- [What needs to be done]: Give the number of lines in the data below that contain "shelter", and only that number.

- [Extracted information]:
========================
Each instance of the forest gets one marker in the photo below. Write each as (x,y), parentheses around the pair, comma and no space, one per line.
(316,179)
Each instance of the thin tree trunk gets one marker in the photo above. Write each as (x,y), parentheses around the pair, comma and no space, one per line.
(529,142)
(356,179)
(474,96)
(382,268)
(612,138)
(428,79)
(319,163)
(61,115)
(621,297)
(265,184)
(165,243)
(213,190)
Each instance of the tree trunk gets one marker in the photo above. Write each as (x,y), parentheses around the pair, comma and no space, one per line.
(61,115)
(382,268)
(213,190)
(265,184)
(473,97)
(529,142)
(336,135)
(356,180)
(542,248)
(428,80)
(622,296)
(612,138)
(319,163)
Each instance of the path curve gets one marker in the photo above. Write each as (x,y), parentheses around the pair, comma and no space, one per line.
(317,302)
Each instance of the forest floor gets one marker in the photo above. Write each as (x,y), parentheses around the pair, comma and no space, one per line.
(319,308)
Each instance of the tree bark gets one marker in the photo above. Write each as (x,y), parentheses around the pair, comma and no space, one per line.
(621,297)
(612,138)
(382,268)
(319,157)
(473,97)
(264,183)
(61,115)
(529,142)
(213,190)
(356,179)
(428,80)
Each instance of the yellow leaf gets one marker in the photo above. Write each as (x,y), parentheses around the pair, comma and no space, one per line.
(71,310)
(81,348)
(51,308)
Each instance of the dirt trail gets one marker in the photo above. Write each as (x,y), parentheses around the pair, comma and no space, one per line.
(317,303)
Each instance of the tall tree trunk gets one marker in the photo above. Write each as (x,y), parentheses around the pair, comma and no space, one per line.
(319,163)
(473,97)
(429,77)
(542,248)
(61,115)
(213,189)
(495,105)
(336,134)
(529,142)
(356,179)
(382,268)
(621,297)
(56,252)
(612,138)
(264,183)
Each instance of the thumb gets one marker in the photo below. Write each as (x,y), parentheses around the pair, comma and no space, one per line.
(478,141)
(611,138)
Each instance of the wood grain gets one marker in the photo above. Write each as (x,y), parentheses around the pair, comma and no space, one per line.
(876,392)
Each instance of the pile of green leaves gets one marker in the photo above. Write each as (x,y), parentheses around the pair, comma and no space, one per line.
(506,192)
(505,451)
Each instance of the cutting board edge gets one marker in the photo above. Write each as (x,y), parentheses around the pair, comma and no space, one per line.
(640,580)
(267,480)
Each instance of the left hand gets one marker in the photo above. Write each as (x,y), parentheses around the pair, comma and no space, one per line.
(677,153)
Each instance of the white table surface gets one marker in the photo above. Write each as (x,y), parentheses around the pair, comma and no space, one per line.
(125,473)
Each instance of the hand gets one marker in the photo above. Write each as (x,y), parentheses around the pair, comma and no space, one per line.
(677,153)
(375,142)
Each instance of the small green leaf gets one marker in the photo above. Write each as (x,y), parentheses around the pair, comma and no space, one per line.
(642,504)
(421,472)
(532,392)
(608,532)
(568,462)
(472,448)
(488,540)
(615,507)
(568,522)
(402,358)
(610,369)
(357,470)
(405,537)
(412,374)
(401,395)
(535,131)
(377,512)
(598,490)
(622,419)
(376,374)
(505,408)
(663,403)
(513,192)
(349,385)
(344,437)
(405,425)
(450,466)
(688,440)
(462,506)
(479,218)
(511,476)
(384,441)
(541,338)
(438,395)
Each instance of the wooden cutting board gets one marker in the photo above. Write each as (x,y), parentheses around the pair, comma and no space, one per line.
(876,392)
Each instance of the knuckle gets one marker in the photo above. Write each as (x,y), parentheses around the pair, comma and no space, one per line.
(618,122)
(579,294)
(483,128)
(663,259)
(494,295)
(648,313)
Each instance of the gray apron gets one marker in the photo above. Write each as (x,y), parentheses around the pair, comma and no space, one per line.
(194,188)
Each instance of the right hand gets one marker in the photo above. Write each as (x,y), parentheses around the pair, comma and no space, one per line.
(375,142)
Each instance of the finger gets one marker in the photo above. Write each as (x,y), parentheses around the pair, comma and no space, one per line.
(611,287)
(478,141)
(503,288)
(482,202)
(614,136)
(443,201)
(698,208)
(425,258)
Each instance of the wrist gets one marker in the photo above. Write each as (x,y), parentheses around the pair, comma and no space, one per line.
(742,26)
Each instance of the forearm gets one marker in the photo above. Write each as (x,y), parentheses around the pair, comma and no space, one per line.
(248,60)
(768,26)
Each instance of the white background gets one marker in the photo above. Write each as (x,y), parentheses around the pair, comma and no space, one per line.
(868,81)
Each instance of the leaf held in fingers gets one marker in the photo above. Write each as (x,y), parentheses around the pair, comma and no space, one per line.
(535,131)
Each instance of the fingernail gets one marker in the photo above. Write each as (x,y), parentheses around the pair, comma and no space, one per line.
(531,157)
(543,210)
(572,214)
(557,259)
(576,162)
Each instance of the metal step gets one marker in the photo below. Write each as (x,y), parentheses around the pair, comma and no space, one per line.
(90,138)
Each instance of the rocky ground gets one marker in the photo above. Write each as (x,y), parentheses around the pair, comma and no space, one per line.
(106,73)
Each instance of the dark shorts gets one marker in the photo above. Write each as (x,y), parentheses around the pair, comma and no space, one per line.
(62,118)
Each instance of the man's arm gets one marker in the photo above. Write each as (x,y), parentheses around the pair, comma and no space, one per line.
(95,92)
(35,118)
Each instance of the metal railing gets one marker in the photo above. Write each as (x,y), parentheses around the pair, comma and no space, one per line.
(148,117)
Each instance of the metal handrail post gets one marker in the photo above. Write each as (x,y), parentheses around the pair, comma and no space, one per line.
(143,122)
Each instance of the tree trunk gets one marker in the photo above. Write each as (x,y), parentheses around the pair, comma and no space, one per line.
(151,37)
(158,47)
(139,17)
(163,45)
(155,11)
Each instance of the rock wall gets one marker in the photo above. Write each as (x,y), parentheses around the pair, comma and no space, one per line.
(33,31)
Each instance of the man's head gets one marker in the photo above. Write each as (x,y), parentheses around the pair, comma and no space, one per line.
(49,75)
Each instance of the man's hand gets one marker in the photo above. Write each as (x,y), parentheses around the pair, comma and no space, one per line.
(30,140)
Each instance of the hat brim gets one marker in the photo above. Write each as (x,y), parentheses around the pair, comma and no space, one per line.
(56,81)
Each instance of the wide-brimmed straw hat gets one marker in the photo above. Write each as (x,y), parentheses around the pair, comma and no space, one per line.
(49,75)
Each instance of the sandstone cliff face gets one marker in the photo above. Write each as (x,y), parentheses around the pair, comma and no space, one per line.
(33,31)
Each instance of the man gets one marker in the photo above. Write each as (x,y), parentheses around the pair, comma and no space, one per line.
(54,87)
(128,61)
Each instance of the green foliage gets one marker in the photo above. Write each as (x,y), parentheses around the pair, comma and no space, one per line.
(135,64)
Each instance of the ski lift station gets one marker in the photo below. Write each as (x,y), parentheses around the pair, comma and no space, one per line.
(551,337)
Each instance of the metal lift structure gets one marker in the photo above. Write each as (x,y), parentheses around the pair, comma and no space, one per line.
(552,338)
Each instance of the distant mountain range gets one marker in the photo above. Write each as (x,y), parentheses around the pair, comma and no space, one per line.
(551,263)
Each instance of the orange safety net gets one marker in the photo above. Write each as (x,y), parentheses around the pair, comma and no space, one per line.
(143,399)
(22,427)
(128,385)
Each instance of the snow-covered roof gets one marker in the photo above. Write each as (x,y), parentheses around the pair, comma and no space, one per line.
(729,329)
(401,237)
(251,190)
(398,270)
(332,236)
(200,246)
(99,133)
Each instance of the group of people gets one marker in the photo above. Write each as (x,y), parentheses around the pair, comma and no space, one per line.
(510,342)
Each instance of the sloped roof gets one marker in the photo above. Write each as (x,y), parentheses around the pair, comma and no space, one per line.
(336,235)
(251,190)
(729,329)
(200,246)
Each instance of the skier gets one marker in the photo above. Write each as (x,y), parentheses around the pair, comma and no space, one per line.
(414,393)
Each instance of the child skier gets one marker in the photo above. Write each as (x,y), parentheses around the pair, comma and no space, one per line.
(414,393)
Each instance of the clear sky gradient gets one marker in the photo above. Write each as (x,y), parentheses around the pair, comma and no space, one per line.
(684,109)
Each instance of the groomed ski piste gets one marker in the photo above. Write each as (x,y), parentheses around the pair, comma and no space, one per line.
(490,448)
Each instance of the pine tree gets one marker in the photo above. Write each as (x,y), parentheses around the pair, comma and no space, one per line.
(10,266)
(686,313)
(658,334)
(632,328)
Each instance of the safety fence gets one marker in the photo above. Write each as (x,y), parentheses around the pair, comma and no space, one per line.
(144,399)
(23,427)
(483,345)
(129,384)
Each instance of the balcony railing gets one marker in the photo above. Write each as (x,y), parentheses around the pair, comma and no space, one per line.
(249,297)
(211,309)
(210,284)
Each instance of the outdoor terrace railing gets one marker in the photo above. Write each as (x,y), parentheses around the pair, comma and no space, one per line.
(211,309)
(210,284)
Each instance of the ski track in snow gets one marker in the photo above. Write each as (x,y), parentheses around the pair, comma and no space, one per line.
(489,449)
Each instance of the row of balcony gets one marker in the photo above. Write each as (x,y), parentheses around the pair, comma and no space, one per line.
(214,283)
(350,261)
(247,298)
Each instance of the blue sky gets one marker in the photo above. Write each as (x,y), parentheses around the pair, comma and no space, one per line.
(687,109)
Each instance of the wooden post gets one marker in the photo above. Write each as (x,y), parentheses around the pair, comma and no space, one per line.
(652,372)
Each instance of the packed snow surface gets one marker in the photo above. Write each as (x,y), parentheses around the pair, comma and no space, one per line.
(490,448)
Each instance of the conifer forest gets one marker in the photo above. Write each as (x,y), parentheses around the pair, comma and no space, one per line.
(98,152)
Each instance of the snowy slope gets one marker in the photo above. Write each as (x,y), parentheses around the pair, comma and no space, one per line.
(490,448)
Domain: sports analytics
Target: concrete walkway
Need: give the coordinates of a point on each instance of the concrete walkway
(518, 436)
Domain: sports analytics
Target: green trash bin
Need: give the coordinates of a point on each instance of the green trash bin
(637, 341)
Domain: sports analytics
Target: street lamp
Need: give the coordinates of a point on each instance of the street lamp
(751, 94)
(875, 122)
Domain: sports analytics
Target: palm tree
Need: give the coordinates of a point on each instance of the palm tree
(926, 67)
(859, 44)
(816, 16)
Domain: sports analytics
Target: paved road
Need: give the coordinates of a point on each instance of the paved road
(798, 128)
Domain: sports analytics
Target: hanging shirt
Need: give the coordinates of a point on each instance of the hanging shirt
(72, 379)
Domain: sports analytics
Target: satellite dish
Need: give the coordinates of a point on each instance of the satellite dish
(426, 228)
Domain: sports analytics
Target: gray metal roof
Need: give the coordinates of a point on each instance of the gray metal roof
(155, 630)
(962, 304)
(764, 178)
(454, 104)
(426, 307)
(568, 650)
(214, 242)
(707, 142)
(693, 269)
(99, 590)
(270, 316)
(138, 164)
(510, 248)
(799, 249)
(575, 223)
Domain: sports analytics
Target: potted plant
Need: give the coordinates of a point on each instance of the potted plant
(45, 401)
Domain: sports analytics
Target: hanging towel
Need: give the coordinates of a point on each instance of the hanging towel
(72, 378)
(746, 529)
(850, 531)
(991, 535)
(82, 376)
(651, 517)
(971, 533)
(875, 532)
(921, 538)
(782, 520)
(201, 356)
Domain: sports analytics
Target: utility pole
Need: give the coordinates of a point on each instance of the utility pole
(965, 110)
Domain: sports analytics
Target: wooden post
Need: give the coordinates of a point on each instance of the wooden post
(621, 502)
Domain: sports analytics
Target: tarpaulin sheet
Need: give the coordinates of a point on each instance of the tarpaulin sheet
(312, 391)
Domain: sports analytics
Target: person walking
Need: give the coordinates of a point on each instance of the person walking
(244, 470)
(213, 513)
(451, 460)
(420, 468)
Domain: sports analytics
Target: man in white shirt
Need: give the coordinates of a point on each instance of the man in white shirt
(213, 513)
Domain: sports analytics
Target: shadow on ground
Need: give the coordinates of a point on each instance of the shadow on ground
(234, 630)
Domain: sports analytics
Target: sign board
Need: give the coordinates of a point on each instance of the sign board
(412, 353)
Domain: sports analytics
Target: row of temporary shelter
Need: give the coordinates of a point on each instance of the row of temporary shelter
========================
- [Exercise answer]: 2